» Textauszug
————————

Dieser Internet-Auftritt kann nach dem Tod des Webmasters, Peter Strutynski, bis auf Weiteres nicht aktualisiert werden. Er steht jedoch weiterhin als Archiv mit Beiträgen aus den Jahren 1996 – 2015 zur Verfügung.

UNO: Blauhelme freilassen

Sicherheitsrat verurteilt Geiselnahme durch syrische Aufständische

Von Karin Leukefeld *

Der UN-Sicherheitsrat hat die sofortige Freilassung von 21 am Mittwoch verschleppten Blauhelmsoldaten auf den Golanhöhen an der Grenze zu Israel gefordert. Zugleich verurteilte das höchste Gremium der Vereinten Nationen am Mittwoch (Ortszeit) in New York die Gefangennahme der Beobachter durch eine syrische Rebellengruppe scharf. Die UN-Soldaten seien während ihres regulären Einsatzes von etwa 30 Aufständischen gestoppt worden, teilte die UNO weiter mit. Die internationale Organisation habe deshalb Truppen in das Gebiet entsandt, um die Situation zu klären. Generalsekretär Ban Ki Moon erklärte, die Sicherheit der UN-Mitarbeiter müsse von allen Beteiligten gewährleistet werden.

————————

[Gespeicherte Dateneinträge]
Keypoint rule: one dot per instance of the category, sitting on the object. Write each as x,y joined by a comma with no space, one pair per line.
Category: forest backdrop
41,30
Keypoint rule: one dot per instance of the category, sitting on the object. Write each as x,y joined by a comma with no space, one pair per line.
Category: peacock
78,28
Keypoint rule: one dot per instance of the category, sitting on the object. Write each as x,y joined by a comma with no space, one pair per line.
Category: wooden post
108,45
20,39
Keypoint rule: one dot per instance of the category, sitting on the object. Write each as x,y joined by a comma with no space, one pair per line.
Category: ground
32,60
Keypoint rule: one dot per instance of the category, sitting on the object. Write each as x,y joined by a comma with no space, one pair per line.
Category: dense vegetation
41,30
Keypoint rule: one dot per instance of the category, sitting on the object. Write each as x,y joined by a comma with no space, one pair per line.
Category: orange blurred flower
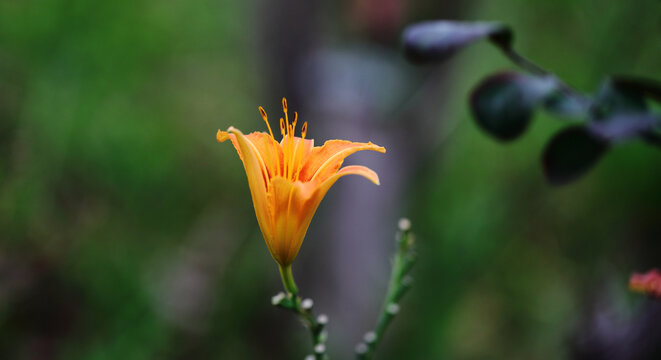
648,283
288,179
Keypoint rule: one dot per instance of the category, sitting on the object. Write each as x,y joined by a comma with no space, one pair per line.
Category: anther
293,126
261,111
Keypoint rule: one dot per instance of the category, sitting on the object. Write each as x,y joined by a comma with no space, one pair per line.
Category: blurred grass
109,167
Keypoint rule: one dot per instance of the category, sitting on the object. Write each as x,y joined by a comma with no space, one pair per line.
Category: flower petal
293,208
268,149
257,178
326,160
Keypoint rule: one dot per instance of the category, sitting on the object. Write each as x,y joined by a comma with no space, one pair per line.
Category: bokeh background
127,231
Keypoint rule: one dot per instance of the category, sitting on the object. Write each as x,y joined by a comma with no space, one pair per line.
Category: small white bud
307,304
404,224
370,337
392,309
276,299
322,319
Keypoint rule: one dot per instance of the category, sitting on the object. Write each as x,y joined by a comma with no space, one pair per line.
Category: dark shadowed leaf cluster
503,104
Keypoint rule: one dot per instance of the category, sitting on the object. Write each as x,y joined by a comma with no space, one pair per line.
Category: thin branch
400,283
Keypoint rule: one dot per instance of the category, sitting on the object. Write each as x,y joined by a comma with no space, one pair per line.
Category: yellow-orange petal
292,212
268,149
326,160
257,180
363,171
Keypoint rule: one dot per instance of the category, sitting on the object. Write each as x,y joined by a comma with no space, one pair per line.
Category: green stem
288,279
303,308
398,285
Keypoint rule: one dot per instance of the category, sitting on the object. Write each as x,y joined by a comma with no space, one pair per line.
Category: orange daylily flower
648,283
288,179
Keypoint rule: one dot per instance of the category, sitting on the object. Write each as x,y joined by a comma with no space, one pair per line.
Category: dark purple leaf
503,104
438,40
570,154
623,126
612,100
646,87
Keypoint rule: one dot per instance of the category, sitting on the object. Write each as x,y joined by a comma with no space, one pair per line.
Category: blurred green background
127,231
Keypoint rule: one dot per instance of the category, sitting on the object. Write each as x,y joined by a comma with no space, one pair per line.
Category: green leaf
570,154
503,104
435,41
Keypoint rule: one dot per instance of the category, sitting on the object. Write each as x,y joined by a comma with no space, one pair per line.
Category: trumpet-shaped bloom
648,283
288,179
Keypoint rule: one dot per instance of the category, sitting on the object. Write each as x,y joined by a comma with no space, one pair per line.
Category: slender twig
303,308
400,283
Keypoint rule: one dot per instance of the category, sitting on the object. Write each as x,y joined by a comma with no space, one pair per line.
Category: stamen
261,111
294,124
284,108
275,150
304,129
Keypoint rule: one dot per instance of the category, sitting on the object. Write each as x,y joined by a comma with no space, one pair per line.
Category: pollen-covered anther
283,132
304,129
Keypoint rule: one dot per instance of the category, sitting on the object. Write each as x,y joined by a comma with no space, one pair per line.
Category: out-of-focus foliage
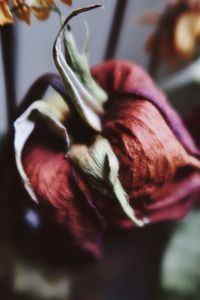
180,269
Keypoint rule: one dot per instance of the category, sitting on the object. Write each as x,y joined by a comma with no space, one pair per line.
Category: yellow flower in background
23,9
177,34
5,13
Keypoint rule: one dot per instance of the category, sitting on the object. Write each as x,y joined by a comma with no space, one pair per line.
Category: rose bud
115,156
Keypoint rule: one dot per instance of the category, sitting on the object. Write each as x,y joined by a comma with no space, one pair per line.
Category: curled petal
151,143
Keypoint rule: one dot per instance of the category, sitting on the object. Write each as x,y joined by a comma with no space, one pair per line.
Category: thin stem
8,46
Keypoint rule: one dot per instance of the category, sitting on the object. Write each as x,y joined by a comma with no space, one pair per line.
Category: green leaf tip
83,100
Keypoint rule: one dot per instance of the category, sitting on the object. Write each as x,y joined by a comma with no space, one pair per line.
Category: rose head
159,166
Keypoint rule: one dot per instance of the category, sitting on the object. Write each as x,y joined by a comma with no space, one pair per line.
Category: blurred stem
182,78
8,57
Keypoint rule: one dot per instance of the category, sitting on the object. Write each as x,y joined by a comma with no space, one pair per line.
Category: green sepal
100,167
88,108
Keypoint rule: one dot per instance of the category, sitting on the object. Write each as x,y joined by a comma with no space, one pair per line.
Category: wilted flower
158,164
116,160
177,32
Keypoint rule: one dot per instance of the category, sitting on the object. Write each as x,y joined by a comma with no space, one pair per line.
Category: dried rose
96,165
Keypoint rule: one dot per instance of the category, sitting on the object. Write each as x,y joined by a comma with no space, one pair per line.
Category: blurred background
34,267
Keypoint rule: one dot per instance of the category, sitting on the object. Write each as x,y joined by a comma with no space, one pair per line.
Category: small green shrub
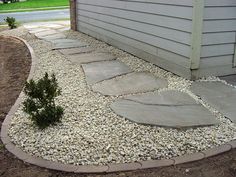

————————

» Schriftliche Anweisung A
Gib den Textauszug beginnend bei „Dieser Internet-Auftritt kann“ und endend bei „2015 zur Verfügung.“ wieder und ersetze darin „Archiv“ durch „Sammlung“.
» Schriftliche Anweisung B
Führe den Textauszug über die Geiselnahme der Blauhelme auf den Golanhöhen im Anschluss an seinen letzten Satz fort.
Die Datensätze stammen aus einer anderen Quelle.

» Antwort A
Dieser Internet-Auftritt kann nach dem Tod des Webmasters, Peter Strutynski, bis auf Weiteres nicht aktualisiert werden. Er steht jedoch weiterhin als Sammlung mit Beiträgen aus den Jahren 1996 – 2015 zur Verfügung.

» Antwort B
Ein Mann, der seinen Namen mit Abu Kayd Al-Faleh angab und sich als Mitglied der Märtyrer-von-Jarmuk-Brigade bezeichnete, erklärte in einem am Donnerstag im Internet veröffentlichten Video, man werde die UNO-Soldaten freilassen, wenn die syrische Armee sich aus dem Ort Al-Dschamla (Provinz Daraa) zurückziehen würde. Die syrische Armee habe 24 Stunden Zeit. Der Mann stand vor einem UN-Fahrzeug, was offenbar die Richtigkeit seiner Angaben bestätigen sollte. Am vergangenen Wochenende war es in und um Al-Dschamla zu heftigen Kämpfen gekommen. Die philippinischen Soldaten waren zu einem UN-Posten unterwegs, um Schäden zu inspizieren. Wegen der Kämpfe am Wochenende war der Stützpunkt evakuiert worden.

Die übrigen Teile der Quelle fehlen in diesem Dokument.